Copy the records below exactly as they appear, every line of every record.
+++ MATERIAL SHOWN +++
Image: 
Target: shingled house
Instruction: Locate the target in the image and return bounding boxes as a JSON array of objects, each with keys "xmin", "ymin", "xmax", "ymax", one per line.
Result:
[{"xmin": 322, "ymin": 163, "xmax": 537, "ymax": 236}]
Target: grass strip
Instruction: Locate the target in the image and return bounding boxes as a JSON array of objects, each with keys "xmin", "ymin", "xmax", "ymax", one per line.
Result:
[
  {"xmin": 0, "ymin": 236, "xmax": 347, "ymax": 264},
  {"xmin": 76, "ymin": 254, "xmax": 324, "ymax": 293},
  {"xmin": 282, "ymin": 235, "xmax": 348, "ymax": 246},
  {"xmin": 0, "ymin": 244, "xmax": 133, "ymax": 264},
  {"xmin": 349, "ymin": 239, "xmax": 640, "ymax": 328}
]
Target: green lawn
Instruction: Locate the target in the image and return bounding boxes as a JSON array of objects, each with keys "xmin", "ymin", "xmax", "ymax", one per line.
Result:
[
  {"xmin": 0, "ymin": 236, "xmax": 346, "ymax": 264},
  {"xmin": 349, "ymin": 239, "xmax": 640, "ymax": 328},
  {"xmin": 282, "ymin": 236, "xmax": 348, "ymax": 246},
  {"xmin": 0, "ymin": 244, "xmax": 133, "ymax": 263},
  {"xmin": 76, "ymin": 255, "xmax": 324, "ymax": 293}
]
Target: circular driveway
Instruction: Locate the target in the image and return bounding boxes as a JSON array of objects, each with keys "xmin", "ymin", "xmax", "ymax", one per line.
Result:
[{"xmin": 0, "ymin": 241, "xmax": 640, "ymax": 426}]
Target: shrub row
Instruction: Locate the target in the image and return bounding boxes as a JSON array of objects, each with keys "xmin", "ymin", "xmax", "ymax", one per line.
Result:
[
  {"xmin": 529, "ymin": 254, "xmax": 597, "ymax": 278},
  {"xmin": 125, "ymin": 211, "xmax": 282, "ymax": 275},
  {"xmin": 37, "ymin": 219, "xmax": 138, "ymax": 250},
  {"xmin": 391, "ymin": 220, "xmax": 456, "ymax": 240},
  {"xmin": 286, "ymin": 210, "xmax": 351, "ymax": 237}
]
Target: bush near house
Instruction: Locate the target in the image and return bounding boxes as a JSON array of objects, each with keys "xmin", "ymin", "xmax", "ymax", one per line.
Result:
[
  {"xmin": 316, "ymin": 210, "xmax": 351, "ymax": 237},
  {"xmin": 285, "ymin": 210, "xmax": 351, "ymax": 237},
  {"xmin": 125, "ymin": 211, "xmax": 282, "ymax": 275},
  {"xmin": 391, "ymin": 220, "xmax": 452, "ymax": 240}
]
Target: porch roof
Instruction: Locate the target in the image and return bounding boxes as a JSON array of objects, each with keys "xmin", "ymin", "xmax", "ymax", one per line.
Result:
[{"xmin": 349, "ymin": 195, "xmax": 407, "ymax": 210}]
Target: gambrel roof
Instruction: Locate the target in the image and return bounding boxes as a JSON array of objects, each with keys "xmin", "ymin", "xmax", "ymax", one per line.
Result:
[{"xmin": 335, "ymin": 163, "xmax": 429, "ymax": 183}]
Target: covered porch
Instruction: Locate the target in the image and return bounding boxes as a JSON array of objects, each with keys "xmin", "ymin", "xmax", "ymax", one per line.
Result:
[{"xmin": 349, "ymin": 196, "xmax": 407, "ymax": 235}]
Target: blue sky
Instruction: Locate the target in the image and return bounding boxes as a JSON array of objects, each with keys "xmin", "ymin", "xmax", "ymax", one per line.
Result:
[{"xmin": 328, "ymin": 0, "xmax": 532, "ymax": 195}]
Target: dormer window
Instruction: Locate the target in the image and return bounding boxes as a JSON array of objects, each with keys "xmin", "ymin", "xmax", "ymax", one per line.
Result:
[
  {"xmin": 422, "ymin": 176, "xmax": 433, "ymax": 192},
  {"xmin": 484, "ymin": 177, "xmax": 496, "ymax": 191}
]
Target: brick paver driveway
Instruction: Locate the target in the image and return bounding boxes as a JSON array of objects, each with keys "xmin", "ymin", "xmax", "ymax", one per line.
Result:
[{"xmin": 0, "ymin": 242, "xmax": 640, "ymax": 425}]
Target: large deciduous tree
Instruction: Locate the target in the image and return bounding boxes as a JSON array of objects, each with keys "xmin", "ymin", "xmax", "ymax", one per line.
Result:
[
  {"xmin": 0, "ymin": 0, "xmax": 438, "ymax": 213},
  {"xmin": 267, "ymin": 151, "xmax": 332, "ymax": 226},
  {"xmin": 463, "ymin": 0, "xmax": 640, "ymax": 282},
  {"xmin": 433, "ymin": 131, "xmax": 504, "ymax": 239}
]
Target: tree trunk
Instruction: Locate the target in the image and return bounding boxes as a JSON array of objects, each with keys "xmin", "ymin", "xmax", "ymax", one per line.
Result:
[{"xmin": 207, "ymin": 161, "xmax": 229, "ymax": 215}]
+++
#### ANSWER TO THE EXERCISE:
Image: 
Target: shingled house
Instruction: Locate the target in the image and return bounding boxes as a JSON array of objects, each with keys "xmin", "ymin", "xmax", "ymax", one per line.
Result:
[{"xmin": 322, "ymin": 163, "xmax": 537, "ymax": 236}]
Target: grass strip
Instruction: Locate the target in the image and return bounding boxes as a JSON array of objects, each with keys "xmin", "ymin", "xmax", "ymax", one per line.
Result:
[
  {"xmin": 0, "ymin": 236, "xmax": 347, "ymax": 264},
  {"xmin": 76, "ymin": 254, "xmax": 324, "ymax": 293},
  {"xmin": 282, "ymin": 235, "xmax": 348, "ymax": 246},
  {"xmin": 0, "ymin": 244, "xmax": 133, "ymax": 264},
  {"xmin": 349, "ymin": 239, "xmax": 640, "ymax": 328}
]
Target: green lawn
Instruction: Locate the target in the image and return bounding boxes as a JSON array of objects, each with keys "xmin", "ymin", "xmax", "ymax", one per line.
Result:
[
  {"xmin": 0, "ymin": 236, "xmax": 346, "ymax": 264},
  {"xmin": 349, "ymin": 239, "xmax": 640, "ymax": 328},
  {"xmin": 282, "ymin": 236, "xmax": 348, "ymax": 246},
  {"xmin": 0, "ymin": 244, "xmax": 133, "ymax": 263},
  {"xmin": 76, "ymin": 255, "xmax": 324, "ymax": 293}
]
Target: circular driveway
Instruction: Locate the target in the image and return bounding boxes as a JSON array of objects, each with keys "xmin", "ymin", "xmax", "ymax", one per line.
Result:
[{"xmin": 0, "ymin": 241, "xmax": 640, "ymax": 426}]
Target: shrub row
Instruction: Locate the target in the image and return bounding boxes as a JSON array of objects, each with keys "xmin", "ymin", "xmax", "ymax", one per line.
Result:
[
  {"xmin": 529, "ymin": 254, "xmax": 597, "ymax": 278},
  {"xmin": 125, "ymin": 211, "xmax": 282, "ymax": 275},
  {"xmin": 37, "ymin": 219, "xmax": 138, "ymax": 250},
  {"xmin": 391, "ymin": 220, "xmax": 456, "ymax": 240},
  {"xmin": 286, "ymin": 210, "xmax": 351, "ymax": 237}
]
Target: bush near house
Instruction: Locate the target in the image and return bounding boxes as a JSON array of objects, each with keys "xmin", "ymin", "xmax", "ymax", one per line.
Result:
[
  {"xmin": 316, "ymin": 210, "xmax": 351, "ymax": 237},
  {"xmin": 285, "ymin": 210, "xmax": 351, "ymax": 237},
  {"xmin": 125, "ymin": 211, "xmax": 282, "ymax": 275},
  {"xmin": 391, "ymin": 220, "xmax": 452, "ymax": 240}
]
Target: porch roof
Instruction: Locate the target in the image and return bounding boxes as a JSON array of objects, each with keys "xmin", "ymin", "xmax", "ymax", one per line.
Result:
[{"xmin": 349, "ymin": 195, "xmax": 407, "ymax": 210}]
Target: gambrel roof
Instruction: Locate the target in the image and return bounding boxes as a JSON array of objects, each with keys "xmin", "ymin", "xmax", "ymax", one per line.
Result:
[{"xmin": 335, "ymin": 163, "xmax": 429, "ymax": 183}]
Target: covered porch
Instruction: Locate the target in the image and return bounding boxes as a JSON array of objects, each with keys "xmin", "ymin", "xmax", "ymax", one per line.
Result:
[{"xmin": 349, "ymin": 196, "xmax": 407, "ymax": 235}]
Target: blue sky
Instruction: Locate the target in the image and return bounding boxes as a JSON array of objects, each with keys "xmin", "ymin", "xmax", "ymax", one per line.
Result:
[{"xmin": 328, "ymin": 0, "xmax": 532, "ymax": 195}]
Target: dormer window
Instruction: Locate the target in the image and return bounding boxes as a JSON array of objects, each with keys "xmin", "ymin", "xmax", "ymax", one per line.
Result:
[
  {"xmin": 422, "ymin": 176, "xmax": 433, "ymax": 192},
  {"xmin": 484, "ymin": 177, "xmax": 496, "ymax": 191}
]
Target: brick paver driveway
Instruction: Locate the target in the image and return bounding boxes as a JSON array of objects, each with keys "xmin", "ymin", "xmax", "ymax", one per line.
Result:
[{"xmin": 0, "ymin": 242, "xmax": 640, "ymax": 425}]
Target: large deciduous tree
Instruction: Locate the target in the image and return bounding boxes as a JSON array of objects, each with keys "xmin", "ymin", "xmax", "ymax", one per line.
Result:
[
  {"xmin": 0, "ymin": 0, "xmax": 438, "ymax": 213},
  {"xmin": 267, "ymin": 151, "xmax": 332, "ymax": 226},
  {"xmin": 463, "ymin": 0, "xmax": 640, "ymax": 282},
  {"xmin": 433, "ymin": 131, "xmax": 504, "ymax": 239}
]
Target: tree trunk
Instruction: Locate the target in the image and return bounding boxes as a JSON array of objects, each with keys "xmin", "ymin", "xmax", "ymax", one per line.
Result:
[{"xmin": 207, "ymin": 161, "xmax": 229, "ymax": 215}]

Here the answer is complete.